─── Raw data ───

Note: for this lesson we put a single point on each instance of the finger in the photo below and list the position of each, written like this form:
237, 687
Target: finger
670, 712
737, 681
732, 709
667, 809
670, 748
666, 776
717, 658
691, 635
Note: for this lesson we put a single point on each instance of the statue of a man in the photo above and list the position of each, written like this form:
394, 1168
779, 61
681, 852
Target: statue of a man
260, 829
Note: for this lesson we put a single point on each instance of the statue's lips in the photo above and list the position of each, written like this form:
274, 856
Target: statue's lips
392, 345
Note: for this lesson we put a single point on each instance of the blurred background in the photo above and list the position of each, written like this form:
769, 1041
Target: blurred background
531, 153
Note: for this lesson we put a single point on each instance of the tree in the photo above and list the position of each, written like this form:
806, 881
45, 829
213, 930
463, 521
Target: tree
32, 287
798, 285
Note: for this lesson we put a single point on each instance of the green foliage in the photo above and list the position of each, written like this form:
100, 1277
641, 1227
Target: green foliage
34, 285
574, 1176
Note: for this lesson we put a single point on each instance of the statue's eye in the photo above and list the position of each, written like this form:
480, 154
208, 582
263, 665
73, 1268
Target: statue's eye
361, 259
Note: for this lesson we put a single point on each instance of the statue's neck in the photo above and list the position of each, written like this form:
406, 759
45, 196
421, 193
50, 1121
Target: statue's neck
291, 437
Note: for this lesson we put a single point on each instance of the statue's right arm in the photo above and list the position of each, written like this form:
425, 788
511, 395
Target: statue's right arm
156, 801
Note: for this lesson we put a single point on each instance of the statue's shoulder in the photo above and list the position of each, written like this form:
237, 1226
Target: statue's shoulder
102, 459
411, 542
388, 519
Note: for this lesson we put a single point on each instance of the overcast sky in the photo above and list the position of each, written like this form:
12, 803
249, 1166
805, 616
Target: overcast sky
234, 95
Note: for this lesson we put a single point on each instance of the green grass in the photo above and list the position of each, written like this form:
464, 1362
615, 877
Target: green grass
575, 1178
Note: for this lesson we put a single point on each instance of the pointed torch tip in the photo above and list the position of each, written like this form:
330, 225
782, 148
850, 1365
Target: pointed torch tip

───

Exercise directions.
Rewrite all the rows above, putting "image" wherever "photo" appears and leaving every other word unchanged.

Answer.
Note: for this lesson we put a single point on each instance of the finger in the image below and list the position of each, written like this form:
237, 687
Target: finger
670, 712
737, 681
732, 709
667, 809
670, 748
666, 776
717, 658
691, 635
Note: for this lesson we put a single point on each instance of the statue of a man in the image above and list the position of each, written like this form:
394, 1168
779, 61
681, 852
Target: statue of a man
260, 829
Note: for this lesson we put a single point on each instance of the statue's lips in the image above and list the position of each, written like this form:
274, 856
Target: statue's lips
392, 345
Note: for this lesson we put a single point on each instance of the blurred background in the image above and list the position of each, written like this form:
769, 1041
Target: blurred background
531, 153
Note: for this lesson we put a single point on each instance of the tree in the image above and list the position of each, written like this form:
806, 881
45, 829
213, 930
463, 521
Target: tree
32, 287
798, 285
Note: for this lesson we put a single point on each instance of the green foliage in the image above and list the position of each, written like this form:
100, 1277
641, 1227
Target: green foliage
34, 285
574, 1176
Note: for this lesson we put a single point on each instance of the statue's eye in the image above and list the position of each, written like this form:
480, 154
208, 582
263, 665
73, 1268
Target: statue's eye
361, 259
Note: for this lesson we put a single point on each instance of the statue's neck in the image above and list the position of each, written like this form:
406, 759
45, 196
421, 193
50, 1121
Target: statue's neck
291, 437
Note: for this lesson we put a single point on each instance of the statue's right arm in the image above and list the position of each, written like this form:
425, 788
511, 395
Target: statue's right arm
156, 801
Note: for this lesson we put a single point on each instance of the statue's shoulder in the image above and list the position of each, written like this form:
237, 1226
Target: statue's shoulder
102, 459
411, 542
388, 519
Note: for this lesson we put a single point on each instance of the overcast sky in the image above and list the position of each, written like this form:
12, 803
249, 1166
805, 616
Target: overcast sky
234, 95
Note: for this lesson we put a single point on each instance of the green grass in the image above and list the position of each, written like this form:
464, 1362
615, 877
Target: green grass
575, 1178
Note: for this lesson we put a single point on each instance of the pointed torch tip in the image above and list the position of each, written like this form:
330, 225
782, 148
850, 1365
Target: pointed torch tip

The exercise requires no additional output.